━━ Supplied data ━━

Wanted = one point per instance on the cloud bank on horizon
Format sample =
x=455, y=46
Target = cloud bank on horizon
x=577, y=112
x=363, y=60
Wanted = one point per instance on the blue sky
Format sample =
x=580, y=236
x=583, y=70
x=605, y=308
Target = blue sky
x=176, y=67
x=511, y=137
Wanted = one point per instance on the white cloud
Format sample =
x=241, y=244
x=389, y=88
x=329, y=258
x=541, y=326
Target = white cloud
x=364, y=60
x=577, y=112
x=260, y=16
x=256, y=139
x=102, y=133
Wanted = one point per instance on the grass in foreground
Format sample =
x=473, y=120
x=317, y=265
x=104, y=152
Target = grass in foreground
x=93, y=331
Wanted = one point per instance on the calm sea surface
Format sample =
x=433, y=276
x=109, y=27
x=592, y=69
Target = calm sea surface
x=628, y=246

━━━

**Work to complete**.
Copy out everything from the line containing "Wanted = one point per instance on the blue" down to the end of the listing, character for character.

**Finished exercise**.
Wanted = one point per instance on the blue sky
Format sample =
x=580, y=236
x=583, y=70
x=605, y=308
Target = blue sky
x=176, y=67
x=511, y=137
Wanted = one point per instance on the white cloud
Format sample =
x=241, y=244
x=389, y=88
x=329, y=258
x=541, y=326
Target = white cloud
x=364, y=60
x=577, y=112
x=260, y=16
x=256, y=139
x=102, y=133
Wanted = one point per instance on the grass in foreground
Format sample =
x=473, y=120
x=317, y=265
x=104, y=152
Target = grass in foreground
x=93, y=331
Wanted = one point per instance on the calm sea surface
Format sample =
x=433, y=276
x=109, y=27
x=592, y=69
Target = calm sea surface
x=628, y=246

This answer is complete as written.